[PROVIDED PASSAGE]:
○ ○ ○ ○ ○

- Full film
- Directed by: Will Louis
- Produced by: Louis Burstein
- Starring: Oliver Hardy
- Release date: February 17, 1916;
- Running time: 16 minutes
- Country: United States
- Language: Silent with English intertitles

= One Too Many (1916 film) =

1916 film

One Too Many is a 1916 American silent film starring Oliver Hardy.

==Plot==
Plump wakes with a hangover. He finds a note under the door from his uncle saying he will visit him "and his wife and baby" at 2 o'clock. It is 11am and he has no wife and baby. He is staying in a hotel. The bellboy is trying to take a heavy trunk upstairs. He gives the bellboy $50 to find him a baby. He finds a toddler in another room and is then asked to find a wife. Plump's friend Roy enters the room with the child and moves the child. The bellboy bribes the janitor's wife to play Plump's wife. He goes outside and hires a baby from a woman.

○ ○ ○ ○ ○

Entries from a pointing dataset:
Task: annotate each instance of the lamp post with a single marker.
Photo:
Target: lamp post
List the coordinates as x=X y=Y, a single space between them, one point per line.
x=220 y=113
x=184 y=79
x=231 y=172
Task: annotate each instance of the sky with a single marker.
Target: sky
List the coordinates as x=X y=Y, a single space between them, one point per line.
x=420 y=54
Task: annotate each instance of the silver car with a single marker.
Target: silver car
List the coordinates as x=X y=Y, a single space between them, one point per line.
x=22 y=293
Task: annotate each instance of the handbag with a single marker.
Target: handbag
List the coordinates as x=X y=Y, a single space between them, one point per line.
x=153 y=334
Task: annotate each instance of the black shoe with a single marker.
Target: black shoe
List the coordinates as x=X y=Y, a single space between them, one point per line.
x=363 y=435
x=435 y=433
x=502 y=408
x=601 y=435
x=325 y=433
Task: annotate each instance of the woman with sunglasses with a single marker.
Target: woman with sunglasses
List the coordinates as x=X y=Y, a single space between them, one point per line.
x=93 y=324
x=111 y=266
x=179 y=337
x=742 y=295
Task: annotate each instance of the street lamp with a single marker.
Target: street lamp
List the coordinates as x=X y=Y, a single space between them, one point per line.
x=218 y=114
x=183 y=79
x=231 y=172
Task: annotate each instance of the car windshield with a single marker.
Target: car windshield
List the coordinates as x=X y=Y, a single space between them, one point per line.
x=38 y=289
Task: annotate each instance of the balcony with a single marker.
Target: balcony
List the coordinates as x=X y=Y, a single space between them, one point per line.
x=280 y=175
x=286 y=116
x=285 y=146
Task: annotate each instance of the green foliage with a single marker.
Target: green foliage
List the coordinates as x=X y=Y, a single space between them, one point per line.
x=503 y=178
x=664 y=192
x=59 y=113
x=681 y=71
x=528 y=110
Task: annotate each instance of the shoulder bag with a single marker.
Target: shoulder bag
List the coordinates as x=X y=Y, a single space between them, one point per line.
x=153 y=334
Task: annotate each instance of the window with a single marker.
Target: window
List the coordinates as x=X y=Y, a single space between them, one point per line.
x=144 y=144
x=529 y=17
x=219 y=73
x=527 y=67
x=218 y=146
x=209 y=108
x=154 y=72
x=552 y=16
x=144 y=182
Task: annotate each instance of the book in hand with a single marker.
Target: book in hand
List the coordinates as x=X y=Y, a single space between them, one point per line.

○ ○ ○ ○ ○

[WHAT THE EXERCISE ASKS]:
Reproduce the passage of the One Too Many article word for word, starting at "One Too Many is" and ending at "from a woman.".

[RESULT]:
One Too Many is a 1916 American silent film starring Oliver Hardy.

==Plot==
Plump wakes with a hangover. He finds a note under the door from his uncle saying he will visit him "and his wife and baby" at 2 o'clock. It is 11am and he has no wife and baby. He is staying in a hotel. The bellboy is trying to take a heavy trunk upstairs. He gives the bellboy $50 to find him a baby. He finds a toddler in another room and is then asked to find a wife. Plump's friend Roy enters the room with the child and moves the child. The bellboy bribes the janitor's wife to play Plump's wife. He goes outside and hires a baby from a woman.